#### ARBEITSAUFTRAG 1
Fassen Sie den Absatz des Auszugs, der mit „Ab Anfang Mai 2015“ beginnt, kürzer zusammen. Die wesentlichen Fakten sollen erhalten bleiben.
#### ARBEITSAUFTRAG 2
Geben Sie den Abschnitt des Auszugs von „Ab Anfang Mai“ bis einschließlich „das Sorgerecht entzogen.“ wortgetreu wieder.

#### TEXTAUSZUG
Ab Anfang Mai 2015 wurde Jamie-Dean dann nach und nach aus dem Koma geweckt. Sein kleiner Köper kämpfte und nahm wieder seine Atmung auf. An der Tatsache, dass Jamie-Dean nun schwerstbehindert war, änderte dies jedoch nichts. Jamie-Dean wurde von der Intensiv- auf eine Palliativstation verlegt. Den Eltern wurde durch das Familiengericht das Sorgerecht entzogen.

Die Staatsanwaltschaft berief sich auf das medizinische Gutachten und sah es als erwiesen an, dass Jamie-Deans Verletzungen nicht zu den Angaben des Vaters passten. Sie war der Überzeugung, dass der Säugling nachts einen oder mehrere kräftige Schläge gegen sein Köpfchen erhalten hatte. Zudem musste er massiv geschüttelt worden sein, so dass sein Köpfchen peitschenartig hin und hergeflogen war. Ihrer Auffassung nach musste Jamie-Deans Vater aus irgendeinem Grund die Nerven verloren und gewaltsam zugeschlagen haben. Das Motiv blieb unklar. Möglicherweiser störte der Säugling. Es stand auch Eifersucht im Raum, denn angeblich erhielt Jamie-Dean – nach Aussage seines angeklagten Vaters – durch die Kindsmutter mehr Aufmerksamkeit als er selbst und fühlte sich dadurch zurückgesetzt.

Gespeicherte Einträge
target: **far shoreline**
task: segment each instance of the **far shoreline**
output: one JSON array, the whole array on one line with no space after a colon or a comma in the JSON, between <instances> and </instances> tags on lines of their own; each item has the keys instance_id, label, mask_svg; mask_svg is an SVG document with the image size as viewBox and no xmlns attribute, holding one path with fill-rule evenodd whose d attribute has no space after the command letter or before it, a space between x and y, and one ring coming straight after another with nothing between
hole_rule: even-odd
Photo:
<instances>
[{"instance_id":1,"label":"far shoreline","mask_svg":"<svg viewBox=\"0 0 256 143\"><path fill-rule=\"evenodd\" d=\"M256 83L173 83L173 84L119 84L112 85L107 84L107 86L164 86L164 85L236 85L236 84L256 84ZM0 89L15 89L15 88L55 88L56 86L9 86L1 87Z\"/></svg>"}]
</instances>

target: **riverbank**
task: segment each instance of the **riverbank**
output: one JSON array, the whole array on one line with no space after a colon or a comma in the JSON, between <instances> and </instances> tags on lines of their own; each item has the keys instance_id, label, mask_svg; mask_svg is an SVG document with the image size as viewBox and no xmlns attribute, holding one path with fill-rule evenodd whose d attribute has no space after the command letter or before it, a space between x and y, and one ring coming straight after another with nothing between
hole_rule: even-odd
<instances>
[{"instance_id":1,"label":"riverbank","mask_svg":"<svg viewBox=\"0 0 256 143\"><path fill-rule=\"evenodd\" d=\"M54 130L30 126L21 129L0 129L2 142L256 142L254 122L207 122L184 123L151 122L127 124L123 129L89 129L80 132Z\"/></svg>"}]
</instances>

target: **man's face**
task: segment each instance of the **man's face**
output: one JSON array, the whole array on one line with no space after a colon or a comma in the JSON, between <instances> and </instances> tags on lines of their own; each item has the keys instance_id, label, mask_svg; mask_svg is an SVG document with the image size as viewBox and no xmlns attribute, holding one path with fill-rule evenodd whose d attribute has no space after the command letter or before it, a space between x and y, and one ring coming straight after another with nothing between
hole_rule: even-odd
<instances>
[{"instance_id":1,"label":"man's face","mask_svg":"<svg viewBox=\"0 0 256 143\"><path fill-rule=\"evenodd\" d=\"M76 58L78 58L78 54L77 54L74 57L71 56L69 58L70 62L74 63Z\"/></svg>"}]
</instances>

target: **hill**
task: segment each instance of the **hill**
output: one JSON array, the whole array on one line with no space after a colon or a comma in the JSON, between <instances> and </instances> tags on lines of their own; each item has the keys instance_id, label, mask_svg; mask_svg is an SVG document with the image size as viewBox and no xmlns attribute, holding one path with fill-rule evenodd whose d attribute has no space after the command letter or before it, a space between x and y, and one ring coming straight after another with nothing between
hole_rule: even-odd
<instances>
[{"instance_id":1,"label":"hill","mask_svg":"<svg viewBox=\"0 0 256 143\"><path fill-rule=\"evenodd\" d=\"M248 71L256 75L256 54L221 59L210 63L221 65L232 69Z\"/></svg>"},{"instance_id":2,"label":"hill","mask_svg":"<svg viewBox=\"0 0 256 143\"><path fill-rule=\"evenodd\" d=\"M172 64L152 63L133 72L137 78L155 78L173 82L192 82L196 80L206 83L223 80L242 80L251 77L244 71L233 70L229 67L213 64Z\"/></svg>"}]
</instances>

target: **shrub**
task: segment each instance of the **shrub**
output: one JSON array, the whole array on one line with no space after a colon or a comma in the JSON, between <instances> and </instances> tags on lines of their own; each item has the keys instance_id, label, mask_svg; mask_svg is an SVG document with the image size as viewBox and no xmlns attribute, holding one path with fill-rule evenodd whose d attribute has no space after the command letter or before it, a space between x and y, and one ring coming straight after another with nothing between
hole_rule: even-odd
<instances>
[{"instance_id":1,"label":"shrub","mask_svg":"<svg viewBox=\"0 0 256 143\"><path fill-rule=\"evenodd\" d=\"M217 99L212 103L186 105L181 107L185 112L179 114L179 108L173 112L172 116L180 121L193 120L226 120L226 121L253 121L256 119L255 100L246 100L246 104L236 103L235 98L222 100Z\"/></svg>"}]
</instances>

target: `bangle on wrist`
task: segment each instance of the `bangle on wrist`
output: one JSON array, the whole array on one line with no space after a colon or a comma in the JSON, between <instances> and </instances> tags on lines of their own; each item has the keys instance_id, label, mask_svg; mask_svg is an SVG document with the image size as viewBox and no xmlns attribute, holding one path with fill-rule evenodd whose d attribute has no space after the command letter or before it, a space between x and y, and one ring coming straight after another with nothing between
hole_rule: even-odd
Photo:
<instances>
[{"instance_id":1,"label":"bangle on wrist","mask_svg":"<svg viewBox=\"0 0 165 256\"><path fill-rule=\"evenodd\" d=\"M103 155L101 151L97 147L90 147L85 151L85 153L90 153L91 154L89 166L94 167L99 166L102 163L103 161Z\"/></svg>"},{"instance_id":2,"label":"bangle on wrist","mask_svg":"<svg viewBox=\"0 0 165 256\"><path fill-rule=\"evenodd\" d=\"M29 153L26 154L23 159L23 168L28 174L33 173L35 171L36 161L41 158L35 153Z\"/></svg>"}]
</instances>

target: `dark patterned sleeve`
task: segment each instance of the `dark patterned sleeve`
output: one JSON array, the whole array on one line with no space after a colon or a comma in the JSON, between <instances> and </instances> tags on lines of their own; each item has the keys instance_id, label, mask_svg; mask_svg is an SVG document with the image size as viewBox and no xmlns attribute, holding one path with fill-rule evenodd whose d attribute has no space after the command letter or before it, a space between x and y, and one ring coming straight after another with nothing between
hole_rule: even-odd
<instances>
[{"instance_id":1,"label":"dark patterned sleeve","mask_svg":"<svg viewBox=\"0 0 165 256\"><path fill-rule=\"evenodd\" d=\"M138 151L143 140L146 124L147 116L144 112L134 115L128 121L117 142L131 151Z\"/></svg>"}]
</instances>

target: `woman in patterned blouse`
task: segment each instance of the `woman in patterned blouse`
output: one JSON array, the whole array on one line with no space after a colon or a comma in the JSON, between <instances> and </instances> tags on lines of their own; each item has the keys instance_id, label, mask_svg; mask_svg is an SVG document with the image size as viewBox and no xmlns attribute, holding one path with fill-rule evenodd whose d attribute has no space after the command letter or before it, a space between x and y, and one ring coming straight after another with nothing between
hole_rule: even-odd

#### ANTWORTFELD 1
Ab Anfang Mai 2015 wurde Jamie-Dean schrittweise aus dem Koma geweckt und atmete wieder selbst. Er blieb jedoch schwerstbehindert und wurde von der Intensiv- auf eine Palliativstation verlegt. Das Familiengericht entzog den Eltern das Sorgerecht.

#### ANTWORTFELD 2
Ab Anfang Mai 2015 wurde Jamie-Dean dann nach und nach aus dem Koma geweckt. Sein kleiner Köper kämpfte und nahm wieder seine Atmung auf. An der Tatsache, dass Jamie-Dean nun schwerstbehindert war, änderte dies jedoch nichts. Jamie-Dean wurde von der Intensiv- auf eine Palliativstation verlegt. Den Eltern wurde durch das Familiengericht das Sorgerecht entzogen.